Stelle den Abschnitt von der Zeile mit „Please provide the mask of every instance of the house“ bis einschließlich der Zeile mit „The photo below is the one in question.“ als JSON-Liste von Zeichenketten dar, mit einem Eintrag pro Zeile und ohne Leerzeilen.

> BEREITGESTELLTE DATEN:
■ ■ ■ ■

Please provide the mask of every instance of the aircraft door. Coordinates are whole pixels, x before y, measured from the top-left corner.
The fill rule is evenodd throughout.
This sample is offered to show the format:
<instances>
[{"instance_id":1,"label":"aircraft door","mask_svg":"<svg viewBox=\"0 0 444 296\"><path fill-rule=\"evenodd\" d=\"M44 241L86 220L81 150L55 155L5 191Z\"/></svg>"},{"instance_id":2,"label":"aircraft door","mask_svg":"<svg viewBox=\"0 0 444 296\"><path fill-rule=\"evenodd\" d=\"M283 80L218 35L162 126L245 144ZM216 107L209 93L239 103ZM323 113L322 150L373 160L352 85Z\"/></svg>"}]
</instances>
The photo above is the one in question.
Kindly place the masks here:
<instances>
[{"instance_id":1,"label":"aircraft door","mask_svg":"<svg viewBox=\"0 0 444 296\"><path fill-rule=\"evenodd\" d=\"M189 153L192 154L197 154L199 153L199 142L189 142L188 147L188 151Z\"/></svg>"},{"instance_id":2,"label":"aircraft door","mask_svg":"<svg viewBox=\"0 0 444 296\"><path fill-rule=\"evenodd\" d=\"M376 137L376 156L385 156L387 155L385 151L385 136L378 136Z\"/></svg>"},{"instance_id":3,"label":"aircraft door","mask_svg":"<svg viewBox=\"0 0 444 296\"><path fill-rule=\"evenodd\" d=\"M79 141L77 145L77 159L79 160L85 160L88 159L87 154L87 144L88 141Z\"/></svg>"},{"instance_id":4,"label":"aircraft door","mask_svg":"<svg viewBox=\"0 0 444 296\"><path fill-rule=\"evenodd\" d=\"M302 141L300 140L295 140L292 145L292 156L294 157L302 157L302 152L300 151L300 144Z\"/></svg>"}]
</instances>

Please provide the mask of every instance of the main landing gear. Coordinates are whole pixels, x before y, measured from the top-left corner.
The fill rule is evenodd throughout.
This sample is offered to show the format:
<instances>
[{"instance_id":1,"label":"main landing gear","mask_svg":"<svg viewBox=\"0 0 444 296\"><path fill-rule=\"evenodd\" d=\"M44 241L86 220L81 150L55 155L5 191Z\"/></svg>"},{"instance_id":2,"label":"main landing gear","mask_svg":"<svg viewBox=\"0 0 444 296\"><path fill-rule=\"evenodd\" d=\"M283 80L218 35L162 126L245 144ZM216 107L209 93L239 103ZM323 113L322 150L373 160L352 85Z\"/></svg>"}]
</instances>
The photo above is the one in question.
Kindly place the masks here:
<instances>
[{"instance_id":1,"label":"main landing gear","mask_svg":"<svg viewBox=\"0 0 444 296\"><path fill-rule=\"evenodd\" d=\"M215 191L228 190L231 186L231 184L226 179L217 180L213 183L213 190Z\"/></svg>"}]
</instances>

■ ■ ■ ■

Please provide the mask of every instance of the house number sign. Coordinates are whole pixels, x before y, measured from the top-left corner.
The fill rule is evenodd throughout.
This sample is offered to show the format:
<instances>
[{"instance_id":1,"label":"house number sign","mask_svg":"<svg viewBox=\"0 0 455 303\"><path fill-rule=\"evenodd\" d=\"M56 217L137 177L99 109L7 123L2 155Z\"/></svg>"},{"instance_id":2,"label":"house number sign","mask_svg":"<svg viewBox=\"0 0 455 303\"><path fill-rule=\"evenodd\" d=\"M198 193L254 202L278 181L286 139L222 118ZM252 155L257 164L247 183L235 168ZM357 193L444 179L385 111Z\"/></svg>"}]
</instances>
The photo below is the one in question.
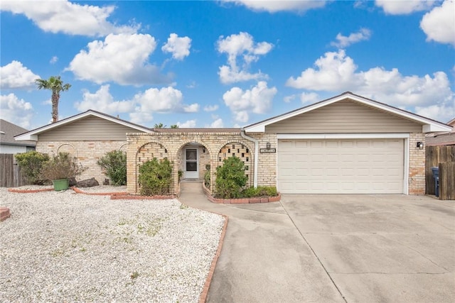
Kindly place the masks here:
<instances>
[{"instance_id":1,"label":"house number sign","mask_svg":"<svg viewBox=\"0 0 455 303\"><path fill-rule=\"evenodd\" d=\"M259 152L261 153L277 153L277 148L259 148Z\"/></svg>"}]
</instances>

■ ■ ■ ■

> DIE ANTWORT:
[
  "Please provide the mask of every instance of the house number sign. Coordinates are whole pixels, x before y, measured from the top-left corner.",
  "The fill rule is evenodd throughout.",
  "This sample is offered to show the format:",
  "<instances>",
  "[{\"instance_id\":1,\"label\":\"house number sign\",\"mask_svg\":\"<svg viewBox=\\\"0 0 455 303\\\"><path fill-rule=\\\"evenodd\\\" d=\\\"M56 217L137 177L99 109L7 123L2 155Z\\\"/></svg>\"},{\"instance_id\":2,\"label\":\"house number sign\",\"mask_svg\":\"<svg viewBox=\\\"0 0 455 303\\\"><path fill-rule=\\\"evenodd\\\" d=\\\"M198 193L254 202L278 181L286 139L222 118ZM252 155L257 164L247 183L235 168ZM357 193L444 179L385 111Z\\\"/></svg>\"}]",
  "</instances>",
  "The photo below is the one in question."
]